**Data section**
============

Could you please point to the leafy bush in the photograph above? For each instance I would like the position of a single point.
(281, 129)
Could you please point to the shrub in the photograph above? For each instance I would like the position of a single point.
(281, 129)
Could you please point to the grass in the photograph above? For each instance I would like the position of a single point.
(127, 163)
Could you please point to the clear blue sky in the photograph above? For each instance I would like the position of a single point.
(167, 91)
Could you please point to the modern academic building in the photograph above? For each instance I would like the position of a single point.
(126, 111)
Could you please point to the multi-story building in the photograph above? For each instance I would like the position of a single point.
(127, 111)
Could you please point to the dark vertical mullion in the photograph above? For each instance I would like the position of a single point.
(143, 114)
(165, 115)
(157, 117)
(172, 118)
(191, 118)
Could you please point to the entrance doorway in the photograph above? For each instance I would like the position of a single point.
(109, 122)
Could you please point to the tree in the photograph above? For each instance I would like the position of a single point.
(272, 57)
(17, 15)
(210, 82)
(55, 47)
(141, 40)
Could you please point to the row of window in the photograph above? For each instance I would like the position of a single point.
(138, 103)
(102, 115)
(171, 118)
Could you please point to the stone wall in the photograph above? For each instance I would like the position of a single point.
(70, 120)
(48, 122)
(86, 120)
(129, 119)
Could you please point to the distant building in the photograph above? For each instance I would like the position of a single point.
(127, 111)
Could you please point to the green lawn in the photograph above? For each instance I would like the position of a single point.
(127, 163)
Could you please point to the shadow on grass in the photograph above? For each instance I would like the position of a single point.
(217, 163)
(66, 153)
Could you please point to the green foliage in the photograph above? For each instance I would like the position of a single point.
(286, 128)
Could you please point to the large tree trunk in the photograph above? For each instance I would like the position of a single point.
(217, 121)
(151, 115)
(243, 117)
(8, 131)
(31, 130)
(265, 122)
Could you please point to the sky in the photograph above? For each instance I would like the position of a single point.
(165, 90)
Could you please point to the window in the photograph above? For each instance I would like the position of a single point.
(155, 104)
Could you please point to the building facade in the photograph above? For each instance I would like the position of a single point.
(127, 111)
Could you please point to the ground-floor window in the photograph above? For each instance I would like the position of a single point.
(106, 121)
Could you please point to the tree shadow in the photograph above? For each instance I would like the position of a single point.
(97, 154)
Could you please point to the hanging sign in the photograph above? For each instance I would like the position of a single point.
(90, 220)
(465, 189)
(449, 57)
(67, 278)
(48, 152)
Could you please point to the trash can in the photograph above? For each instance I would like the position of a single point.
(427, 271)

============

**How to complete this task**
Every piece of the data must be set down exactly. Omit nothing.

**Written reply**
Could you please point to the leafy bush in the photograph above? For each instance I would like the position of a single point.
(281, 129)
Could you please point to the shrub in the photograph above? For each instance I would like the position of a single point.
(281, 129)
Could you please point to the grass in the photograph above? For each instance I would like the position of a single point.
(127, 163)
Could you please point to the clear blue sky in the photograph above? For each instance I would like the position of a single point.
(167, 91)
Could you please point to the modern academic building in the photograph above? For each instance I would like the position of a single point.
(126, 111)
Could you please point to the multi-story building in the photograph above? For each instance I would like the position of a single point.
(127, 111)
Could you please point to the dark vertical mullion in the photograph above? For each instance I would like the position of a single point.
(143, 114)
(165, 115)
(157, 117)
(172, 118)
(191, 118)
Could you please point to the entrance doorway in the photograph above? For each instance I would like the position of a single point.
(109, 122)
Could you please point to the tree in the photograph above? For each instance I would like the position of a single point.
(272, 57)
(17, 15)
(210, 82)
(55, 47)
(141, 40)
Could you please point to the row of window in the photograph above? For each instance I would like the position of a single point.
(138, 103)
(102, 115)
(171, 118)
Could you please point to the stone wall in the photograph above? For each instance I would like the position of a single point.
(70, 120)
(48, 122)
(86, 120)
(129, 119)
Could you please point to the distant building in the photograph above? For each instance I would like the position of a single point.
(127, 111)
Could you please point to the green lawn in the photograph above? For each instance I would like the position of a single point.
(127, 163)
Could you please point to the shadow on grass in the photograph above? For each instance I would like the position of a single point.
(217, 163)
(66, 153)
Could you please point to the green foliage in the photograph above? For each instance I would like the position of a single point.
(286, 128)
Could you please point to the large tree trunk in the photograph above? For each instance I would like the position of a single point.
(217, 121)
(151, 115)
(243, 117)
(8, 131)
(31, 130)
(265, 122)
Could you please point to the sky in the photograph above? For each instance I would like the position of a single point.
(165, 90)
Could you please point to the window in the photograph above? For each instance I would like the position of a single point.
(155, 104)
Could you please point to the building facade in the photograph above? For each instance I would like the position of a single point.
(127, 111)
Could you please point to the ground-floor window in the photograph above? For each instance I would like the position of a single point.
(106, 121)
Could you please point to the tree shadow in the photograph above? For each instance I would like the position of a single point.
(97, 154)
Could you please point to the hanging sign in the photograph above? For each instance I would like the position of a single point.
(90, 220)
(465, 189)
(449, 57)
(67, 278)
(48, 152)
Could you please point to the trash can in the photograph above? For each instance I would like the position of a single point.
(427, 271)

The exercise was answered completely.